=== Selection ===
Splendour in the Grass

by

By Kathleen Calderwood

Photos by Craig Tanzer

Splendour before anyone was really awake yet...

Splendour before anyone was really awake yet...

12 months ago a naïve 17-year-old embarked on her first fully-fledged festival adventure. Arriving unaware and ill-prepared for the weekend ahead, she departed early Monday morning for the real world with the satisfaction of knowing she’d just experienced one of the best weekends of her life. This time round with high anticipations she packed the woolies – scarfs, socks, gloves – the whole lot, to ensure her Splendour experience was not marred by the cold (although she did unfortunately go sans gumboots. Not ideal).

To start off her 2009 Splendour Saturday she indulged in an obligatory Byron Bay Organic donut. Seriously, these are a Byron institution, if you haven’t tried one yet, you NEED to get into it. It will make you a better person! She caught the last song of Art Vs. Science before rocking out at Yves Klein Blue. Last year, in her aforementioned naivety, she neglected to check bus times and consequently missed the Brissy boys Sunday arvo set, much to her dismay. This year, however, she was sure to be there early and was duly rewarded. Starting off with some classic YKB, AKA Silence is Distance, the boys launched into an epic set with the perfect balance of earlier songs for their die-hard fans, most notably their slightly rastafarian rework of Blasphemy, and tunes off their recent debut album Ragged and Ecstatic, including a rocking rendition of Digital Love and popular releases Make Up Your Mind and Polka. The rousing Summer Sheets, the boys’ tribute to  ‘fantastic sex’ as frontman Michael Tomlinson put it, saw guests from The John Steel Singers on the brass. Despite the lack of her personal faves Queeny and Gin Sling, they did indulge in a cover of a Boz song, apparently the band’s latest obsession. Finishing on a high with Getting Wise, the crowd was screaming so much that Tomlinson couldn’t help but join them, albeit in a slightly uncoordinated manner. So what, awkward’s the new cool, and these boys are very, very cool.

=== Stored rows ===

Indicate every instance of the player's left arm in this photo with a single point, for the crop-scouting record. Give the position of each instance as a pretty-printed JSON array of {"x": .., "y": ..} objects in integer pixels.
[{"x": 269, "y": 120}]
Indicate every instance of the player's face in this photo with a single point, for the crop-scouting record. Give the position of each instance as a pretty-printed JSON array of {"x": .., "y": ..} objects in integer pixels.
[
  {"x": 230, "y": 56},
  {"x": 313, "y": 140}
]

...

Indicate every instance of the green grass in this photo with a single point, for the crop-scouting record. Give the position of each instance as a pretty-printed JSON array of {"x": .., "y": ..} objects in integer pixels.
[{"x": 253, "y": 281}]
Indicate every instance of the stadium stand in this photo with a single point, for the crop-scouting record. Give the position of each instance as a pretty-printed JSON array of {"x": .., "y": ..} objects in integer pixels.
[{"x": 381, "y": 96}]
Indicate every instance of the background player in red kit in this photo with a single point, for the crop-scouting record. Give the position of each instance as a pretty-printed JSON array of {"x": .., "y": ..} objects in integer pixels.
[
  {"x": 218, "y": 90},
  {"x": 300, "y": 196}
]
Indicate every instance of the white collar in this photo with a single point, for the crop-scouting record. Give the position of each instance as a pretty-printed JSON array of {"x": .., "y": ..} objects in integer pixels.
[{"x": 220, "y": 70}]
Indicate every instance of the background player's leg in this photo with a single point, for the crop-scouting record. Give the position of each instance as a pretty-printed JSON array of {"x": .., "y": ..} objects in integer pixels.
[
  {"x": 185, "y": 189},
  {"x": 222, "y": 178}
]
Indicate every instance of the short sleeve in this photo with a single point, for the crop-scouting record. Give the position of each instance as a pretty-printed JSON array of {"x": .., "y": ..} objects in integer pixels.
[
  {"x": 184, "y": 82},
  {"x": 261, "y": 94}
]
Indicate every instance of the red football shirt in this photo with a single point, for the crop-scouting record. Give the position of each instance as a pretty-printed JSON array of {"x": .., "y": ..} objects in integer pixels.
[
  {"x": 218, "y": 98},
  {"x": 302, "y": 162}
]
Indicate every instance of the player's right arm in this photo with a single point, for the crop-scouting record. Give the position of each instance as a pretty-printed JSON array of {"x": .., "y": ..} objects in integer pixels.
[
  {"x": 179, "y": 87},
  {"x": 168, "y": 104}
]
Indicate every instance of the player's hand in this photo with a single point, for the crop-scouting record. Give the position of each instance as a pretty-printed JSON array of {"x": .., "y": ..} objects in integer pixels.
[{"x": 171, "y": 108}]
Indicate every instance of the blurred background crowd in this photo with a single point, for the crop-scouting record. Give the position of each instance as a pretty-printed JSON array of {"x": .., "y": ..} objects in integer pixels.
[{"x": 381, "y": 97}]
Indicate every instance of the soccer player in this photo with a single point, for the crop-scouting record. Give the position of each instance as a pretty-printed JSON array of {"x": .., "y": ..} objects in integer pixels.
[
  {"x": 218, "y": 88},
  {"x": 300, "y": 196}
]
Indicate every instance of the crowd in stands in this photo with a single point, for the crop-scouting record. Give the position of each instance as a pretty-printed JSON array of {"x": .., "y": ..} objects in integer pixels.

...

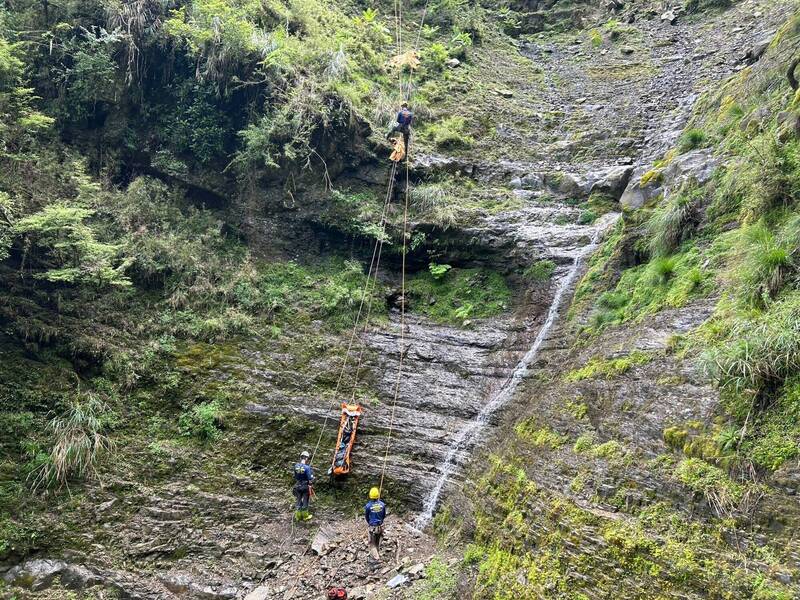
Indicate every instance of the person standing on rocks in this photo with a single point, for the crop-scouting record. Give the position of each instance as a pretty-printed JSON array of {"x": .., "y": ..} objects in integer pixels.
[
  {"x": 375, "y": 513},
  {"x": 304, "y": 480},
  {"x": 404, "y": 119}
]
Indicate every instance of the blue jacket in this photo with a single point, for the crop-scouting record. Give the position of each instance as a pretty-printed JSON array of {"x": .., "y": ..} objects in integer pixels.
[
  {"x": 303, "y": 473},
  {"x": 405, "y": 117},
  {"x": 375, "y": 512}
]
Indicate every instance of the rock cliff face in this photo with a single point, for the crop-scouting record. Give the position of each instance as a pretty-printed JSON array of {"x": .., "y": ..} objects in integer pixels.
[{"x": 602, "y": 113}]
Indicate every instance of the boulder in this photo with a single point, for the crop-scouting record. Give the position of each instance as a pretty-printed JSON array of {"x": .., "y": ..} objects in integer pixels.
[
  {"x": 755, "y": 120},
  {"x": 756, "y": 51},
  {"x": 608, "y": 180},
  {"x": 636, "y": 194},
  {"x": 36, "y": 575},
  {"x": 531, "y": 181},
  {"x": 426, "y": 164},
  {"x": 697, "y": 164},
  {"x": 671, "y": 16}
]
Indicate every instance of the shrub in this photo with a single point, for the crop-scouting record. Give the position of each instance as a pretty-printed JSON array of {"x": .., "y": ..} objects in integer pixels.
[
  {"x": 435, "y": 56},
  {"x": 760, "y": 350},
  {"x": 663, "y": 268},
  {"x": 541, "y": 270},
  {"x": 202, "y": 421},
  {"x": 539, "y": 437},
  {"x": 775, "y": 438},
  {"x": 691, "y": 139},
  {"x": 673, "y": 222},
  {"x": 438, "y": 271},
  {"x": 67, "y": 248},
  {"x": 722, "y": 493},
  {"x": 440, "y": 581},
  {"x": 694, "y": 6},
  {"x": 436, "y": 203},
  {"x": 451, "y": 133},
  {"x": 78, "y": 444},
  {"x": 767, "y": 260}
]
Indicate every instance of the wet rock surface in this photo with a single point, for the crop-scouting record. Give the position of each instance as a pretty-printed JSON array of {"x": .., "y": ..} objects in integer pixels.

=== Stated task ===
Copy out the Splendour in the Grass review above word for word, from its title through its last sentence.

=== Result of the task ===
Splendour in the Grass

by

By Kathleen Calderwood

Photos by Craig Tanzer

Splendour before anyone was really awake yet...

Splendour before anyone was really awake yet...

12 months ago a naïve 17-year-old embarked on her first fully-fledged festival adventure. Arriving unaware and ill-prepared for the weekend ahead, she departed early Monday morning for the real world with the satisfaction of knowing she’d just experienced one of the best weekends of her life. This time round with high anticipations she packed the woolies – scarfs, socks, gloves – the whole lot, to ensure her Splendour experience was not marred by the cold (although she did unfortunately go sans gumboots. Not ideal).

To start off her 2009 Splendour Saturday she indulged in an obligatory Byron Bay Organic donut. Seriously, these are a Byron institution, if you haven’t tried one yet, you NEED to get into it. It will make you a better person! She caught the last song of Art Vs. Science before rocking out at Yves Klein Blue. Last year, in her aforementioned naivety, she neglected to check bus times and consequently missed the Brissy boys Sunday arvo set, much to her dismay. This year, however, she was sure to be there early and was duly rewarded. Starting off with some classic YKB, AKA Silence is Distance, the boys launched into an epic set with the perfect balance of earlier songs for their die-hard fans, most notably their slightly rastafarian rework of Blasphemy, and tunes off their recent debut album Ragged and Ecstatic, including a rocking rendition of Digital Love and popular releases Make Up Your Mind and Polka. The rousing Summer Sheets, the boys’ tribute to  ‘fantastic sex’ as frontman Michael Tomlinson put it, saw guests from The John Steel Singers on the brass. Despite the lack of her personal faves Queeny and Gin Sling, they did indulge in a cover of a Boz song, apparently the band’s latest obsession. Finishing on a high with Getting Wise, the crowd was screaming so much that Tomlinson couldn’t help but join them, albeit in a slightly uncoordinated manner. So what, awkward’s the new cool, and these boys are very, very cool.